▶ _PROBLEM A_
Rewrite the hiking account between "Being afraid of" and "and carried on.", inclusive, replacing "plateau" with "ridge".
▶ _PROBLEM B_
According to the hiking account, how high is Kom Vasojevica?
▶ _PROBLEM C_
Which peaks or groups of peaks does the hiking account name?

▶ _SOURCE PASSAGE_
╔══
When we reached the mountain pass (maybe around 3h after starting the hike) we could see the storm clouds gathering over the hills on the Serbian side of the mountains. Zeljko was adamant that it would be insane to attempt the Zla Kolata summit today but that we could try something easier and faster. After hiking maybe only a hundred meters up towards one of the closest peaks to us the thunder set in. With all the echo and the dark clouds it felt very close and dangerous. Without further thinking we started to basically run down the mountain, hopping over massive boulders and trying not to slip.
It wasn’t really raining but the rumbling of the thunder made the situation very real. Luckily we all made it to lower grounds safe, without any mishaps. On our way down we met four people going up, suggesting them to turn around. But they wouldn’t listen. By the time we got back to Vusanje, however, the clouds had mysteriously cleared and the sun was shining at full force. So much for our big summit ascent.
Instead we enjoyed the warmth and sunshine, the guys had a beer while we waited for our transfer. We would be getting a ride to the Komovi peaks, which we would then try to climb the next day.
We woke up early, fearing an afternoon thunderstorm. This time we were on our own, without a guide, but the route was to be well marked. I think we set out around 8, heading directly up to the nearest peak to us – Kom Vasojevica (2461m). The hike was very pleasant – the approach was rather long and flat but once we got to the steeper grounds, it got very interesting. Mountains really have a way of making you feel small.
However, we could already see the darker clouds moving in from afar and I instantly had a bad feeling about this. We continued our climb at a faster pace, hoping to top out before the storm sets in. With maybe just 300 height meters below the peak I heard a rumble. I told Kristians that I am turning around. As he had heard nothing, he decided to carry on as he could go much faster alone anyway. After about 4 minutes of speed-hiking down the mountain, I heard another rumble – and this was a big one, Kristians heard it too. Within 4 more minutes, Kristians had caught up with me and we both started running down.
We of course made it down the mountain safely – we could see the peak completely swallowed by the storm clouds. The second day had again not treated us well.
We started day three with a transfer to Kolasin. Here we met up with our guide Zeljko again to do some rock climbing. We had our own climbing equipment with us as we had used it in Italy during the previous week.
This time the weather was perfect, nearly not a single cloud. This climbing area had been established with the help of Austrian rock climbers and maybe that’s why all the routes are very hard (even the ones with grade 4 are challenging). We climbed for a couple of hours, until our arms were pumped and it got too hot. We only saw two other climbers out there – a couple from Germany.
After the climbing we got a transfer to the Vranjak eco village, where we would be starting our solo hike the next day. We stayed at a VERY small house, very typical of these eco villages – it is basically a house that’s filled with a bed and you have a shelf above the bed to put your backpacks on. That’s it. But it was so cosy and of course, cheap! The family who runs the village made us dinner, we took a shower and enjoyed the calm evening.
Being afraid of another thunderstorm afternoon, we set out early – I think we had our breakfast at 6:30. The goal of the day was to climb the Crna Glava peak (2139m), so we started hiking up from the village, following some old shepherd trails. The moment we got over the hill and onto the plateau with a view of the surroundings, we could see darker clouds in the distance. Hoping for the best, we hastened our steps and carried on.
╚══
Data listing
╔══
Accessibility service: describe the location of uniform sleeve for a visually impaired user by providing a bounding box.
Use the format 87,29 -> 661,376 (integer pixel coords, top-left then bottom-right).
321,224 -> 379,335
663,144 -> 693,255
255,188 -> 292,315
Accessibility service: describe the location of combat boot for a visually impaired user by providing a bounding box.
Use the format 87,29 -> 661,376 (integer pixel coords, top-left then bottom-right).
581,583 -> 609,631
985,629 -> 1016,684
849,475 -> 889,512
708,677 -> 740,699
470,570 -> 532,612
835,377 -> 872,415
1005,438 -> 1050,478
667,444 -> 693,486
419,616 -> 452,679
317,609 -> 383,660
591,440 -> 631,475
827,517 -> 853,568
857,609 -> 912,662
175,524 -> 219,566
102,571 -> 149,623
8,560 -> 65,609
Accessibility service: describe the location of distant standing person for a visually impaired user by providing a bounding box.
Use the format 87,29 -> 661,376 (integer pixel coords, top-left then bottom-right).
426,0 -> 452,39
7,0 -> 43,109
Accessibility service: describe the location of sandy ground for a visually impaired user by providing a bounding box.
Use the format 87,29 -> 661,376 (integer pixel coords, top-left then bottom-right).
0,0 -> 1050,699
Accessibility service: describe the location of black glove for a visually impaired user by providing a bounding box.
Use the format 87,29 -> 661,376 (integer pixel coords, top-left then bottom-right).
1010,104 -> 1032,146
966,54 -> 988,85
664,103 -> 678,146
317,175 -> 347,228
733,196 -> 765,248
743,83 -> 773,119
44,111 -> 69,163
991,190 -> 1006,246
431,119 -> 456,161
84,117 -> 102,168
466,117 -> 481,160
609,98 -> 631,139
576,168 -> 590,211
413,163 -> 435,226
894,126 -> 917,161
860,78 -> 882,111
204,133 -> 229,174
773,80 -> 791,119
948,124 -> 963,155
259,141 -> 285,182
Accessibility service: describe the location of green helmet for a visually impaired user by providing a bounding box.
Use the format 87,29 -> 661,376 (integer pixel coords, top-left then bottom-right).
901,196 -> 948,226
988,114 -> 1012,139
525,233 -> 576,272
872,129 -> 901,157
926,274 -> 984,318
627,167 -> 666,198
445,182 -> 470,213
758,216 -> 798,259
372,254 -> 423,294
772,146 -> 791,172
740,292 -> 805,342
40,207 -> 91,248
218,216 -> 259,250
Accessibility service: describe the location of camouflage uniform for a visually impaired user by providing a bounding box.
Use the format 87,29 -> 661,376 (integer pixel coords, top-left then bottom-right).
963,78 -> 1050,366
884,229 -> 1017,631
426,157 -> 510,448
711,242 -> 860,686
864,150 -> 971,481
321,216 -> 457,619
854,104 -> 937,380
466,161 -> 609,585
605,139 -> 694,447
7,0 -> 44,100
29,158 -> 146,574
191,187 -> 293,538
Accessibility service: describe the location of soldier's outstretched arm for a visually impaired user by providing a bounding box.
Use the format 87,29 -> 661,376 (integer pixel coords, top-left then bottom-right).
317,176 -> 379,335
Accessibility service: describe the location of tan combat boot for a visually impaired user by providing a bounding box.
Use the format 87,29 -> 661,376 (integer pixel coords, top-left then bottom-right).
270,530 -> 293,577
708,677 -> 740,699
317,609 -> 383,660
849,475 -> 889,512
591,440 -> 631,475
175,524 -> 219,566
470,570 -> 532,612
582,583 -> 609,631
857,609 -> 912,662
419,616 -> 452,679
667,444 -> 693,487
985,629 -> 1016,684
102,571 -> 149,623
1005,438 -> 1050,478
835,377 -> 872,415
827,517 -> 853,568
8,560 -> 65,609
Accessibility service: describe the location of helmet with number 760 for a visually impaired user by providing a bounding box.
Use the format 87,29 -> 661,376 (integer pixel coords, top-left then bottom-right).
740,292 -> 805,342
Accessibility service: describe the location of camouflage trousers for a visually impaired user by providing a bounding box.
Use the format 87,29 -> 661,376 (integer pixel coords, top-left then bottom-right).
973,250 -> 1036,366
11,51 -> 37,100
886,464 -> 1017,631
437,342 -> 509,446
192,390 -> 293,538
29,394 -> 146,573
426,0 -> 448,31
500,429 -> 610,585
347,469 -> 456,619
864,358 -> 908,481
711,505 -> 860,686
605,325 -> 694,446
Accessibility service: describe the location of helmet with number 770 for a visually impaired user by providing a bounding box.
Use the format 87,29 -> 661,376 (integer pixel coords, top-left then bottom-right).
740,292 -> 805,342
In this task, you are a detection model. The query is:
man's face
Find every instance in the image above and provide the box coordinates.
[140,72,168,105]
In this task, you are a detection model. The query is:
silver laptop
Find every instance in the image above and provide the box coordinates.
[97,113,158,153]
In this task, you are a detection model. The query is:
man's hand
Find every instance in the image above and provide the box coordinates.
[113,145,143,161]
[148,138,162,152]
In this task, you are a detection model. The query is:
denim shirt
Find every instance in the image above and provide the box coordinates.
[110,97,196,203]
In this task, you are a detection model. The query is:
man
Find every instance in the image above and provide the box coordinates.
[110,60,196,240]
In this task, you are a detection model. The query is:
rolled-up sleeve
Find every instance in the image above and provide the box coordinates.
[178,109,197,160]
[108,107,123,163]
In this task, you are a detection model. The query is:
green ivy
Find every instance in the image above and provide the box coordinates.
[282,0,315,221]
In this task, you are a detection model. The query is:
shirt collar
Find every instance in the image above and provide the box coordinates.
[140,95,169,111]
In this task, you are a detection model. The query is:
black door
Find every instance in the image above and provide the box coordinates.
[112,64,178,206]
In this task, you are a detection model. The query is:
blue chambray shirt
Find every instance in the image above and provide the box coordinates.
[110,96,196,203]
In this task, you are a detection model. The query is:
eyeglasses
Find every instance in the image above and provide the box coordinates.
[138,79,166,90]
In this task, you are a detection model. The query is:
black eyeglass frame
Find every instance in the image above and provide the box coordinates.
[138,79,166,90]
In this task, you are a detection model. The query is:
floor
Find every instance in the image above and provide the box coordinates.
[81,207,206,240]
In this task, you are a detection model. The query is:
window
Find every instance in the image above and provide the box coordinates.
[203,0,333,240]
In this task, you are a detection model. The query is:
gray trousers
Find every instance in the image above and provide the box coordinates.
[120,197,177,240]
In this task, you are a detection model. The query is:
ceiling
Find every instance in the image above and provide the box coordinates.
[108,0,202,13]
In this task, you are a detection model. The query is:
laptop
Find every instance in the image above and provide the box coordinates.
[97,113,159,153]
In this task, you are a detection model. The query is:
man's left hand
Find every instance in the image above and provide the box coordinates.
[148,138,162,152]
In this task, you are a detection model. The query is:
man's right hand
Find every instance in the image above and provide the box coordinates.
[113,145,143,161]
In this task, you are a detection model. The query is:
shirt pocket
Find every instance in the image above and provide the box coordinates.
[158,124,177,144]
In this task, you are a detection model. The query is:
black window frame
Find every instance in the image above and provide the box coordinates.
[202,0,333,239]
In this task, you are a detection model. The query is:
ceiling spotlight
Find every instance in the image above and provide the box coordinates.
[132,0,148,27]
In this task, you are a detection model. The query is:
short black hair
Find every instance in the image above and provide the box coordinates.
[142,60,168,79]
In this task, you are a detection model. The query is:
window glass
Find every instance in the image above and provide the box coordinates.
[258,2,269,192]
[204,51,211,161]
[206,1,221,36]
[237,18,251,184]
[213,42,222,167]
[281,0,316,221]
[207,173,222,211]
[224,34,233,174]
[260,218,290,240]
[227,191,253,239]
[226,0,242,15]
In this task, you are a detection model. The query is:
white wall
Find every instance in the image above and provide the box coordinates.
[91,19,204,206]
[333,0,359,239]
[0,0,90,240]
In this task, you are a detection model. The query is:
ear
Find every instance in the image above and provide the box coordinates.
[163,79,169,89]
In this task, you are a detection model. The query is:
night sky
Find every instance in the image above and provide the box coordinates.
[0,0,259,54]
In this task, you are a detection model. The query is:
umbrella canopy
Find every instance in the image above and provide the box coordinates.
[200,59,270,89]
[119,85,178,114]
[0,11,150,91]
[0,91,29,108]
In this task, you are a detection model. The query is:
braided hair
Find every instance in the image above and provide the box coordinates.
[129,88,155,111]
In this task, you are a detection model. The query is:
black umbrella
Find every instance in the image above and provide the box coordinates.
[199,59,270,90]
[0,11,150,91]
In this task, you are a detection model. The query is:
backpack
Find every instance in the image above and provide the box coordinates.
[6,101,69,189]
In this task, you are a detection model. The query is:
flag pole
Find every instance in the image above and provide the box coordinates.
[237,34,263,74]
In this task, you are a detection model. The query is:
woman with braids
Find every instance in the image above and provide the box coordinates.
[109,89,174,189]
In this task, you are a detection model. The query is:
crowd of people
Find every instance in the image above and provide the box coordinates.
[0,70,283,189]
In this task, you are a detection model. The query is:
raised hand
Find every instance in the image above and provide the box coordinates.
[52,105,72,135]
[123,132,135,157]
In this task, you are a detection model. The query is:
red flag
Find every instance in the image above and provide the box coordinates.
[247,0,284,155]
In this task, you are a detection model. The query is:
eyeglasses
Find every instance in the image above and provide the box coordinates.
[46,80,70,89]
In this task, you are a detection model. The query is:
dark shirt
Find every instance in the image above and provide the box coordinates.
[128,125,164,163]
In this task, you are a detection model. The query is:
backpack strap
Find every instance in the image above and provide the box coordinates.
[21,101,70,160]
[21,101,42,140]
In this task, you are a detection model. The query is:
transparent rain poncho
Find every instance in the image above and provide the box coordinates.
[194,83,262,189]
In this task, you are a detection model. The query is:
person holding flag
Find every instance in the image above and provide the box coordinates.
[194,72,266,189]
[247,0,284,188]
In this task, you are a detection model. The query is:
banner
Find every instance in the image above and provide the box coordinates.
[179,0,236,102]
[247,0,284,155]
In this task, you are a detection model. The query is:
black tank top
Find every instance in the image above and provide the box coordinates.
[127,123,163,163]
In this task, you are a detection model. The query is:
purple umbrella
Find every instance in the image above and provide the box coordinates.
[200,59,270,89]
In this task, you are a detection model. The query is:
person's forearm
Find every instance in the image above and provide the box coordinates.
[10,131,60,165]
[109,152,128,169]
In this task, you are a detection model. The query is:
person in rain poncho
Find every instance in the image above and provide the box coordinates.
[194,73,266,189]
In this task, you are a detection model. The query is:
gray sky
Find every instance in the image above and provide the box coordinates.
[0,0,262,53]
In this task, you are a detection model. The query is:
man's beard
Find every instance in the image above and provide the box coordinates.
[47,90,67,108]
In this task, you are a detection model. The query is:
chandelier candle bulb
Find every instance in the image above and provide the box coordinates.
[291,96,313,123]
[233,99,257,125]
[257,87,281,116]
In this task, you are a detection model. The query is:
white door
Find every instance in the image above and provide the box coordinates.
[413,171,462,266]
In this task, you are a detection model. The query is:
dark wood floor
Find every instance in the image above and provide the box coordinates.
╚══
▶ _EXERCISE SOLUTION A_
Being afraid of another thunderstorm afternoon, we set out early – I think we had our breakfast at 6:30. The goal of the day was to climb the Crna Glava peak (2139m), so we started hiking up from the village, following some old shepherd trails. The moment we got over the hill and onto the ridge with a view of the surroundings, we could see darker clouds in the distance. Hoping for the best, we hastened our steps and carried on.

▶ _EXERCISE SOLUTION B_
2461m

▶ _EXERCISE SOLUTION C_
Zla Kolata, the Komovi peaks, Kom Vasojevica, Crna Glava